- [Problem]: Copy out every row below character for character, omitting the pictures.

-- BEGIN Given data --

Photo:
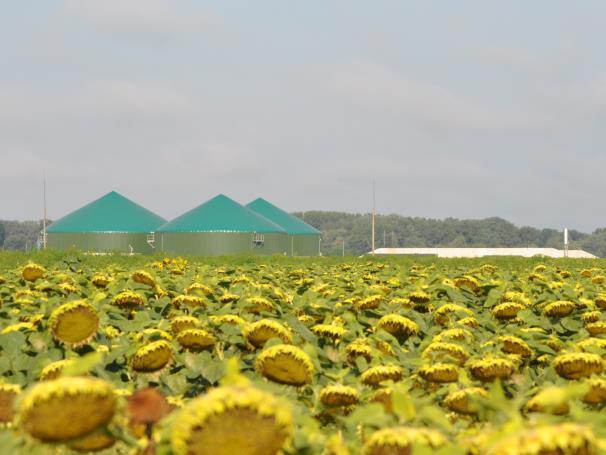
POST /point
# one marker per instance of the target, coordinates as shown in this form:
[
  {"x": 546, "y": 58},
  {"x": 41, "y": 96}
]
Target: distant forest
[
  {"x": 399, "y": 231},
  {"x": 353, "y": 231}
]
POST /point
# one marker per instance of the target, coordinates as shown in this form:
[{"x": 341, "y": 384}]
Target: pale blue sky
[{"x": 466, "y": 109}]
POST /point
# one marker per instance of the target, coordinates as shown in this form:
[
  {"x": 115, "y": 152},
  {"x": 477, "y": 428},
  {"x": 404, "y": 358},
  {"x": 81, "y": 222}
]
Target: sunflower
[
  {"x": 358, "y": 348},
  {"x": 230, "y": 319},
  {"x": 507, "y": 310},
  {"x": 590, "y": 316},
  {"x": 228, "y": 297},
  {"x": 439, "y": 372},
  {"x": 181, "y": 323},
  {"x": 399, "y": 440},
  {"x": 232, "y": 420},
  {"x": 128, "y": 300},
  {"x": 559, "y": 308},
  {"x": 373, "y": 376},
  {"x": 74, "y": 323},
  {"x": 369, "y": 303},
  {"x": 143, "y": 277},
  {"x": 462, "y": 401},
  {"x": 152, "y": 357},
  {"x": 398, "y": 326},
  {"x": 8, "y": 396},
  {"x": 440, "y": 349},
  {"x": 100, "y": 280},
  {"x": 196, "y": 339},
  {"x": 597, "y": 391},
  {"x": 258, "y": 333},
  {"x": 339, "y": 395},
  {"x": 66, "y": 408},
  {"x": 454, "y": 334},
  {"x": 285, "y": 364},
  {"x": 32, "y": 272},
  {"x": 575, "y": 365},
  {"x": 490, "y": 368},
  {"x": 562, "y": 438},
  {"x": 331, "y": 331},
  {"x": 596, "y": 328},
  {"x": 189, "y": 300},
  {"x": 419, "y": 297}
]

-- END Given data --

- [Output of the exercise]:
Photo:
POST /point
# one marker per instance of the target, coordinates as shown in this form:
[
  {"x": 546, "y": 58},
  {"x": 41, "y": 96}
]
Target: distant forest
[
  {"x": 399, "y": 231},
  {"x": 353, "y": 231}
]
POST /point
# one marker per instance of the target, coordinates as shown in this form:
[{"x": 341, "y": 384}]
Target: pale blue sky
[{"x": 466, "y": 109}]
POST /point
# one marker per instance of the target, coordinates as shown in this form:
[
  {"x": 115, "y": 152},
  {"x": 477, "y": 428},
  {"x": 404, "y": 358},
  {"x": 81, "y": 222}
]
Target: sunflower
[
  {"x": 358, "y": 348},
  {"x": 230, "y": 319},
  {"x": 507, "y": 310},
  {"x": 590, "y": 316},
  {"x": 228, "y": 297},
  {"x": 439, "y": 372},
  {"x": 181, "y": 323},
  {"x": 399, "y": 440},
  {"x": 232, "y": 420},
  {"x": 128, "y": 300},
  {"x": 559, "y": 308},
  {"x": 373, "y": 376},
  {"x": 74, "y": 323},
  {"x": 369, "y": 303},
  {"x": 143, "y": 277},
  {"x": 462, "y": 401},
  {"x": 152, "y": 357},
  {"x": 398, "y": 326},
  {"x": 8, "y": 396},
  {"x": 440, "y": 349},
  {"x": 100, "y": 280},
  {"x": 196, "y": 339},
  {"x": 597, "y": 391},
  {"x": 258, "y": 333},
  {"x": 339, "y": 395},
  {"x": 66, "y": 408},
  {"x": 454, "y": 334},
  {"x": 285, "y": 364},
  {"x": 32, "y": 272},
  {"x": 575, "y": 365},
  {"x": 490, "y": 368},
  {"x": 562, "y": 438},
  {"x": 331, "y": 331},
  {"x": 596, "y": 328},
  {"x": 189, "y": 300},
  {"x": 419, "y": 297}
]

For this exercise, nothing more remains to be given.